§ **EXERCISES TO COMPLETE**:
a - Answer these questions from the INSIGHT-MP abstract, one per line:
(i) According to the objective, what could the model guide and optimize?
(ii) Which condition does the background say is frequently unrecognized?
(iii) Which method produced the model explanations?
b - Supply the next part of the INSIGHT-MP abstract, picking up after its final sentence.

INSIGHT-MP: Interpretable Natural Language Processing System for Identification of Transthyretin Amyloidosis with Mixed Phenotype Using Machine Learning
Akshay Arora1, Cynthia Sunderman1, Briget da Graca1, Elisa Priest1, Muhammad Khan1, Kendall Hammonds1, Monica Bennett1, Jason Ettlinger1, Robert Gottlieb1, John Venditto2, Mia Papas2
1Baylor Scott and White Research Institute, 2US Medical Affairs, BioPharmaceutical Medical, AstraZeneca
Objective:
To develop a machine learning model (INSIGHT-MP) for identification of patients likely to have a mixed transthyretin amyloidosis (ATTR) phenotype among heart failure patients with neuropathy, which could guide and optimize referrals for diagnostic testing. We also aim to offer insights into the key factors driving the model.
Background:

Patients with ATTR amyloidosis often have concomitant polyneuropathy and cardiomyopathy (ATTR-mixed phenotype). However, polyneuropathy is frequently unrecognized. Machine learning powered with explainable artificial intelligence (AI) may improve early ATTR-mixed phenotype detection by identifying at-risk patients and helping clinicians understand key predictors driving the model.

Design/Methods:

Patients with diagnoses of ATTR (ICD E85.x) or heart failure (ICD I50.x) and peripheral or autonomic neuropathy (ICD G54.x–G64.x, G90.x) were included. Natural language processing (NLP) with Named Entity Recognition was used to process unstructured clinical, echocardiographic, and electrocardiogram data from clinical notes extracted from the Baylor Scott & White Health Epic database. Balanced Random Forest Classifier (BRFC) was trained on the clinical text to predict presence of both ATTR and neuropathy diagnosis codes. Model explanations were yielded by Local Interpretable Model Agnostic Explanations (LIME).

§ **SUPPLIED ENTRIES**:

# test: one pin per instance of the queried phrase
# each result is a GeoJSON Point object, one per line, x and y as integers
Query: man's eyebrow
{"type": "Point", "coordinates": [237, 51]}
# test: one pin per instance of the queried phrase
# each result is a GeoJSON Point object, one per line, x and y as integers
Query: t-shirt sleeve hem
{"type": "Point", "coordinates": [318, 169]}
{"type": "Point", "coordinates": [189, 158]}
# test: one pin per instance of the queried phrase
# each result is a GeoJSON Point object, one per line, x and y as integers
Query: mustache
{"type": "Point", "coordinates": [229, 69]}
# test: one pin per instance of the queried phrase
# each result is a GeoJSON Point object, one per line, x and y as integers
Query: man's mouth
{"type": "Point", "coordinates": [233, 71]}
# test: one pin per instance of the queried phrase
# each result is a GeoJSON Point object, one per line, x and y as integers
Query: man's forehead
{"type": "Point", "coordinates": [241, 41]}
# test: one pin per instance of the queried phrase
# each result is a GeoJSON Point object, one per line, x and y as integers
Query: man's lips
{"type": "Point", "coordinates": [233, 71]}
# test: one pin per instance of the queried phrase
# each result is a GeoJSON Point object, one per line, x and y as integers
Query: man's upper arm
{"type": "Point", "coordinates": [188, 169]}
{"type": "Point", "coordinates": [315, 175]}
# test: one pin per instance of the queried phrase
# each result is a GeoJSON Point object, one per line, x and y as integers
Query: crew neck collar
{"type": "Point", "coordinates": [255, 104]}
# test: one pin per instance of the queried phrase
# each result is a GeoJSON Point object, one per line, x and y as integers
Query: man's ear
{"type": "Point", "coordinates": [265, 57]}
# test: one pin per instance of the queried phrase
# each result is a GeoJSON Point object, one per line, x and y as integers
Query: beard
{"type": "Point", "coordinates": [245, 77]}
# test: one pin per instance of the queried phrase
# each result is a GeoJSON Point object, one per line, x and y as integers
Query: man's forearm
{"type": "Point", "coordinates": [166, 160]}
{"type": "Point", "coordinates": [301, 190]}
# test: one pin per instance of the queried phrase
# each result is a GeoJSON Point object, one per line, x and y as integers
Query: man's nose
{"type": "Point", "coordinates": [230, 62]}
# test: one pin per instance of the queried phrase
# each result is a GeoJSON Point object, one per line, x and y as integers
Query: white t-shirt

§ **TASK-BY-TASK OUTPUTS**:
a -
(i) Referrals for diagnostic testing
(ii) Polyneuropathy
(iii) Local Interpretable Model Agnostic Explanations (LIME)

b -
Results:

The mean age of the cohort was 71.6 (14.3) years; 47.3% female; 75.8% White, 18.1% Black, and 2.1% Asian; and 89.7% non-Hispanic. The BRFC achieved a sensitivity of 90.0 %, specificity of 86.2%, positive predictive value of 14.1%, negative predictive value of 99.7% and f1 score of 24.5% in identifying ATTR-mixed phenotype (n=412) among patients with heart failure and neuropathy (n=13,500). LIME showed carpal tunnel, joint-swelling, atrial fibrillation, dyspnea, weight loss, tingling, heat and cold intolerance, syncope, paresthesia, and claudication as top predictors for predicting ATTR-mixed phenotype.

Conclusions:
The integration of NLP, machine learning and explainable AI may provide a valuable tool for timely identification of undiagnosed ATTR-mixed phenotype cases among patients with heart failure and neuropathy.
10.1212/WNL.0000000000210673
Disclaimer: Abstracts were not reviewed by Neurology® and do not reflect the views of Neurology® editors or staff.